◆ SELECTED EXTRACT ◆
......

Lawrence of Arabia. 1962. 228 minutes. David Lean, director. Peter O’Toole unites Arabs to defeat Turks during World War I.

Cleopatra. 1963. Joseph Mankiewicz, director. Elizabeth Taylor, Richard Burton. Lavish retelling of entanglements between Cleopatra, Julius Caesar, and Marc Antony. The most expensive movie ever made for its time.

She. 1965. Robert Day, director. Ursula Andress, Peter Cushing. Set in Palestine.

Khartoum. 1966. Eliot Elisofon, Basil Dearden, directors. Charleton Heston as Charles Gordon, Laurence Oliver as Mahdi. Colonial politics in Sudan.

The Battle of Algiers. 1966. Fight for freedom from French rule. Serious documentary-feel movie, not for the faint of heart.

The Wind and the Lion. 1975. John Milius, director. Sean Connery as Berber chieftan, Candice Bergen. Based on true story of American woman’s kidnapping.

The Man Who Would Be King. 1975. John Huston, director. Michael Caine and Sean Connery as British soldiers reinventing themselves after abandonment in India.

The Message. 1976. Moustapha Akkad, director. 220 minutes.
Anthony Quinn, Irene Papas. Explains Islam tenets and history.

Lion of the Desert. 1981. 206 minutes. Moustapha Akkad, director. Anthony Quinn, Oliver Reed. Hero defends Libya against Mussolini (Rod Steiger).

Raiders of the Lost Ark. 1981. Stephen Spielberg, director. Harrison Ford as adventurer Professor Jones seeking to take Ark of the Covenant from the Nazis. Introduced Petra to worldwide audiences.

Sadat. 1983. Two VHS tapes. Richard Michaels, director. Louis Gosset, Jr., as Sadat.

Door to the Sky. 1989. Morocco.

A Dangerous Man: Lawrence after Arabia. 1991. Made for television. Ralph Fiennes. Takes up where Lawrence of Arabia left off. A more complex portrait of Lawrence.

......

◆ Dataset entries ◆

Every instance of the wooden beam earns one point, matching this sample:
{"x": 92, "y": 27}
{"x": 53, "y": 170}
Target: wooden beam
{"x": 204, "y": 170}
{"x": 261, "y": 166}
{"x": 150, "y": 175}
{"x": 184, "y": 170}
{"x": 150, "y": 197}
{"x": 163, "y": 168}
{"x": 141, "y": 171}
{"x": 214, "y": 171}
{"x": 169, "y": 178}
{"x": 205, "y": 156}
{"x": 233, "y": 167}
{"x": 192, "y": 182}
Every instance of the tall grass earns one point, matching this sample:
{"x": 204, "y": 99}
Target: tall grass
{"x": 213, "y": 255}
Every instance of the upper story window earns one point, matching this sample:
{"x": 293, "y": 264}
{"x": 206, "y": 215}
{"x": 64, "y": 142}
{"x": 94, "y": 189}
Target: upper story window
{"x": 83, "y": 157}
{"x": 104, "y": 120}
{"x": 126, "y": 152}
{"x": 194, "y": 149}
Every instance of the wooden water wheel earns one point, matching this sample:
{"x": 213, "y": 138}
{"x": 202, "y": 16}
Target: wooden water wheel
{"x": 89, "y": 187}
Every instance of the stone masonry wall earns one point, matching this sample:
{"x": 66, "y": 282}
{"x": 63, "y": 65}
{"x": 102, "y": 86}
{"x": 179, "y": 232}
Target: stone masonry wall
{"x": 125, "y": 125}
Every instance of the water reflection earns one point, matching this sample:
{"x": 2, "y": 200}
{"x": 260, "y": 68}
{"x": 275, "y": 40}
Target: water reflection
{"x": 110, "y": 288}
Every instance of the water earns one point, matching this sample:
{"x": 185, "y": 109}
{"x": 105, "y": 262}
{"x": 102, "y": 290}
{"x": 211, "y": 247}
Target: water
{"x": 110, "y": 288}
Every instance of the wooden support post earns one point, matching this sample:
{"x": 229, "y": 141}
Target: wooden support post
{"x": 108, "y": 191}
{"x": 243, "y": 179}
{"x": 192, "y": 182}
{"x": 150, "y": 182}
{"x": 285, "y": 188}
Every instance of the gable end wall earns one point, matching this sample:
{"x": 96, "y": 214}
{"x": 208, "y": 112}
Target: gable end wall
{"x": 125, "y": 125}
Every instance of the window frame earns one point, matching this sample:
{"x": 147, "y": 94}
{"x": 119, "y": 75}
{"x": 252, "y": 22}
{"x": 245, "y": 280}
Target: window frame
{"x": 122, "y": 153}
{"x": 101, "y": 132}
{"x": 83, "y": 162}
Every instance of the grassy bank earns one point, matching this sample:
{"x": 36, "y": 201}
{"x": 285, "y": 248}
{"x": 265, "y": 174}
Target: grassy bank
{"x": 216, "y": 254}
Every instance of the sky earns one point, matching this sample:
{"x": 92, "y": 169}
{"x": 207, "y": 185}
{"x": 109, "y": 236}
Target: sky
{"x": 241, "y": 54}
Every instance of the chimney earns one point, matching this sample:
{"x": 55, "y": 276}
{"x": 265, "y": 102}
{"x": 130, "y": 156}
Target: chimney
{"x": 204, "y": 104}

......

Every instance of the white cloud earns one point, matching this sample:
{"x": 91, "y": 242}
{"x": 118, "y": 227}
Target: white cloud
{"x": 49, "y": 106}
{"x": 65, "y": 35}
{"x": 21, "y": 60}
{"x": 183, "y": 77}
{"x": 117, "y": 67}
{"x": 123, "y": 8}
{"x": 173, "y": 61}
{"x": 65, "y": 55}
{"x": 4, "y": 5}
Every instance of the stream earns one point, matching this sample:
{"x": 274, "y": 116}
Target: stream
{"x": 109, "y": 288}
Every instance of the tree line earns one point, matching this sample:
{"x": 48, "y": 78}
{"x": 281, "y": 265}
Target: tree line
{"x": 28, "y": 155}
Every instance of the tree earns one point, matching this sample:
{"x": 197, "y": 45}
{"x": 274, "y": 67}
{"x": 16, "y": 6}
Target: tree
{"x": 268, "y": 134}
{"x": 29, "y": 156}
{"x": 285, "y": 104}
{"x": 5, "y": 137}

......

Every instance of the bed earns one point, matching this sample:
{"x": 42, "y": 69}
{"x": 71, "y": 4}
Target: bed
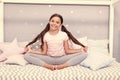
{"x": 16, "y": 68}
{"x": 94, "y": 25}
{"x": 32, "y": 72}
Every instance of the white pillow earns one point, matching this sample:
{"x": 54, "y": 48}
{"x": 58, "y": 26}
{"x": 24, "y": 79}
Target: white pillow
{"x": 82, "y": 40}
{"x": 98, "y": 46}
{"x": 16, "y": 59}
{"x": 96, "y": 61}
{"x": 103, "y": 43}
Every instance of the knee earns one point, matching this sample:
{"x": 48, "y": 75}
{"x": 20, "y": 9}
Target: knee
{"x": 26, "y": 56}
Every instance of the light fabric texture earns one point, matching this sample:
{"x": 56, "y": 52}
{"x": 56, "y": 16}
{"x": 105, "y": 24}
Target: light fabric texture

......

◆ TO DO ◆
- 1) In the film list:
(a) Who plays Charles Gordon in Khartoum?
(b) What running time is given for The Message?
(c) Which place did Raiders of the Lost Ark introduce to worldwide audiences?
- 2) Can you echo the film list word for word, beginning at the words "Anthony Quinn, Irene" and stopping after the words "Mussolini (Rod Steiger)."?
- 3) Which films in the film list have a running time in minutes? List every one.
These dataset entries have nothing to do with the film list.

◆ SET OF ANSWERS ◆
- 1)
(a) Charleton Heston
(b) 220 minutes
(c) Petra

- 2)
Anthony Quinn, Irene Papas. Explains Islam tenets and history.

Lion of the Desert. 1981. 206 minutes. Moustapha Akkad, director. Anthony Quinn, Oliver Reed. Hero defends Libya against Mussolini (Rod Steiger).

- 3)
Lawrence of Arabia
The Message
Lion of the Desert